──────── DOCUMENT
CSE 378 Final

Ben Dugan, Winter 2001


3/14/01                                   Name: _________________________

Instructions:

This test has 10 questions, totaling 90 points.

The test is closed book, closed notes, closed calculator, open mind, etc. Remember, don't spend all your time on one question. You should budget roughly one minute per point. Please show your work for partial credit.

Question Possible Score

Page 2 6

Page 3 10

Page 4 10

Page 5 10

Page 6 10

Page 7 8

Page 8 17

Page 9 19

Total 90

Question	Possible	Score
Page 2	6
Page 3	10
Page 4	10
Page 5	10
Page 6	10
Page 7	8
Page 8	17
Page 9	19
Total	90

Question 1. Data Dependences and Data Hazards (6 points)
────────────────
──────── DATA LINES
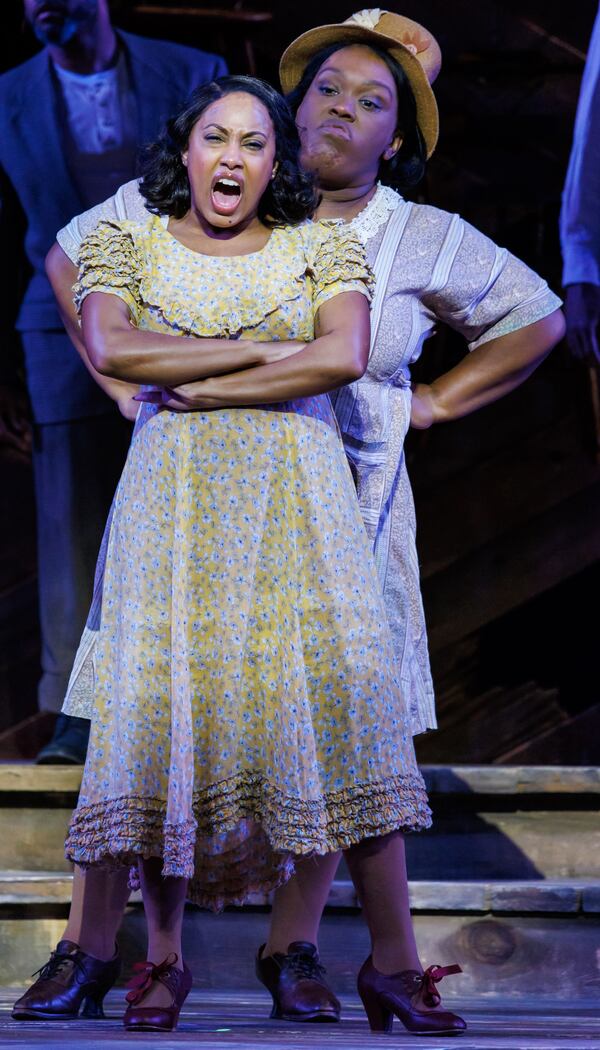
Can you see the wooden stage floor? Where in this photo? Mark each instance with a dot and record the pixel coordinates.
(228, 1023)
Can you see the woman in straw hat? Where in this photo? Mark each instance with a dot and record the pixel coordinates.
(368, 122)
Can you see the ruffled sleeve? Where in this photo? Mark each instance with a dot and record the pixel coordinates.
(109, 261)
(337, 264)
(126, 203)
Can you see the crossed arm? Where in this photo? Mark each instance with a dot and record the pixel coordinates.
(209, 373)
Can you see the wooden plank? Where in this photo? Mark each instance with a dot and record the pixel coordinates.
(500, 492)
(479, 588)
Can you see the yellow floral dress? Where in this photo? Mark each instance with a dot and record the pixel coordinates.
(238, 662)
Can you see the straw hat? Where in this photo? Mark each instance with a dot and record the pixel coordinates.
(409, 43)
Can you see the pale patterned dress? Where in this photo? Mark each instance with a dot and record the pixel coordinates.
(443, 271)
(238, 659)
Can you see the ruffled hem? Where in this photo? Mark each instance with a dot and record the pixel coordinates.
(245, 832)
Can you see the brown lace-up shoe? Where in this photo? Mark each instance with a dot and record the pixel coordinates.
(69, 980)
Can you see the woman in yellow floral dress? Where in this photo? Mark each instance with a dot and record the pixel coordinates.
(246, 707)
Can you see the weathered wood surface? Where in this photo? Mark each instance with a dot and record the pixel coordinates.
(449, 779)
(235, 1022)
(550, 954)
(501, 492)
(552, 896)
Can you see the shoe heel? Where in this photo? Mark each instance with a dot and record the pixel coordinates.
(380, 1019)
(275, 1013)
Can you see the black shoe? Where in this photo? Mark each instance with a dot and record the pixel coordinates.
(68, 746)
(297, 985)
(69, 982)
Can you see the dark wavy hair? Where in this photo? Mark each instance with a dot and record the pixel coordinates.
(290, 196)
(407, 167)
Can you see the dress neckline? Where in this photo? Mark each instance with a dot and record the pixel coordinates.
(375, 213)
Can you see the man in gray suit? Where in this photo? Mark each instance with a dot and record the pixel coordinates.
(71, 121)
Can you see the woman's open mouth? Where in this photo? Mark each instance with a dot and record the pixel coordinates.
(226, 194)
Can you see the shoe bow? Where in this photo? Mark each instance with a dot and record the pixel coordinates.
(429, 980)
(144, 975)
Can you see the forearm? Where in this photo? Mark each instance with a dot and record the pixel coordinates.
(322, 366)
(165, 360)
(62, 274)
(494, 369)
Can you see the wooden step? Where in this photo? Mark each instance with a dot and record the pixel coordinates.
(521, 938)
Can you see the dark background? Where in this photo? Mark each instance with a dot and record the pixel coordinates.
(508, 500)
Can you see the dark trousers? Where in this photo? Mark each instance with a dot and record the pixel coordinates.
(77, 465)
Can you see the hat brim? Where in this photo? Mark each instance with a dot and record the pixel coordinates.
(297, 56)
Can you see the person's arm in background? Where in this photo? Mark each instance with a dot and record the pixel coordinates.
(509, 316)
(580, 215)
(15, 422)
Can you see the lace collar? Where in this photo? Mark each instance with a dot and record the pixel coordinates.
(368, 222)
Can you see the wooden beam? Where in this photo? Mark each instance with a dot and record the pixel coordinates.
(503, 574)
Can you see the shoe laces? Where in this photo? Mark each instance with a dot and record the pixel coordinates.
(56, 963)
(432, 977)
(304, 965)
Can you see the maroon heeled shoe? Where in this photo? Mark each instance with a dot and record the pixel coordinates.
(385, 995)
(157, 1019)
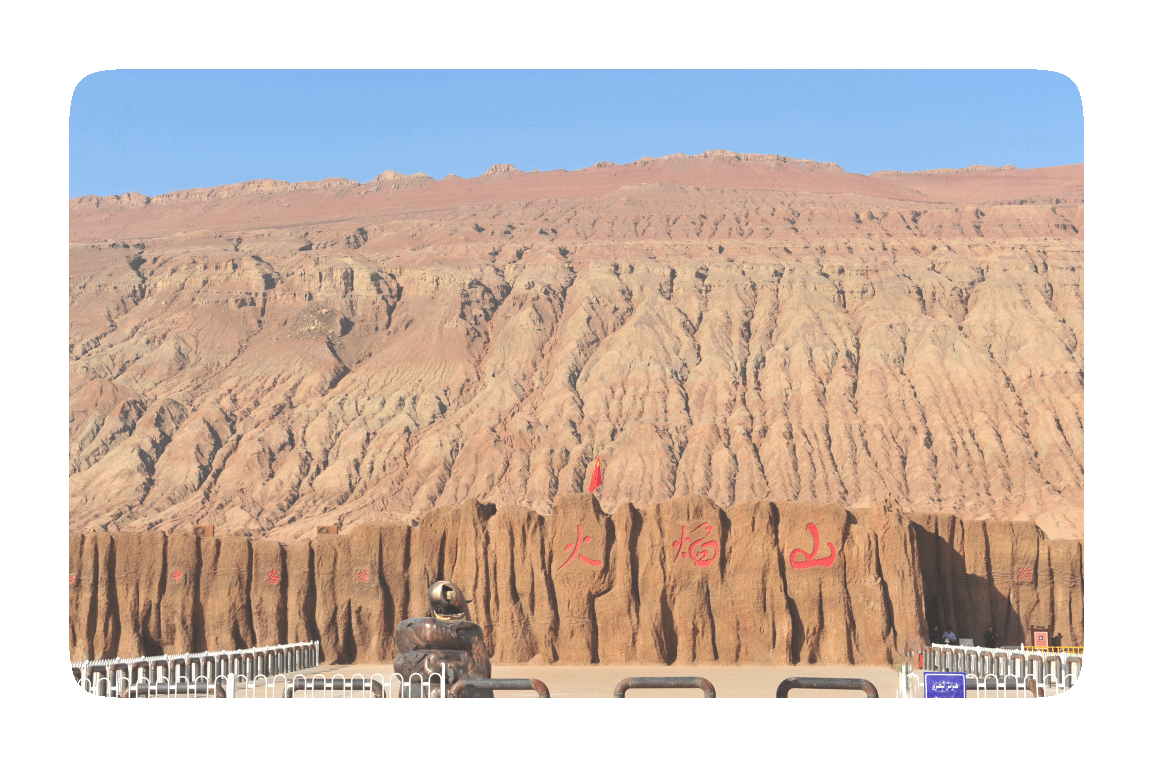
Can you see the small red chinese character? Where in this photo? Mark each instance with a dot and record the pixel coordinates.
(689, 549)
(576, 548)
(809, 559)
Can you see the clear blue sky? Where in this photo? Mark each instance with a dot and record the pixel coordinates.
(157, 132)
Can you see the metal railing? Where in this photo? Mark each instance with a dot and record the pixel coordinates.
(826, 684)
(109, 676)
(665, 683)
(500, 684)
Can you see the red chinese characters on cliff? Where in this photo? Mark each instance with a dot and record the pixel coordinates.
(809, 559)
(699, 554)
(576, 548)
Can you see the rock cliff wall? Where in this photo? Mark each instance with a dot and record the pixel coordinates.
────────────────
# SHORT TASK A
In the CSE 378 final's instructions, what reason is given for asking students to show their work?
# SHORT TASK B
From the CSE 378 final, copy the part from "This test has" up to and including "for partial credit.".

# CORRECT RESULT A
Students should show their work so they can get partial credit.

# CORRECT RESULT B
This test has 10 questions, totaling 90 points.

The test is closed book, closed notes, closed calculator, open mind, etc. Remember, don't spend all your time on one question. You should budget roughly one minute per point. Please show your work for partial credit.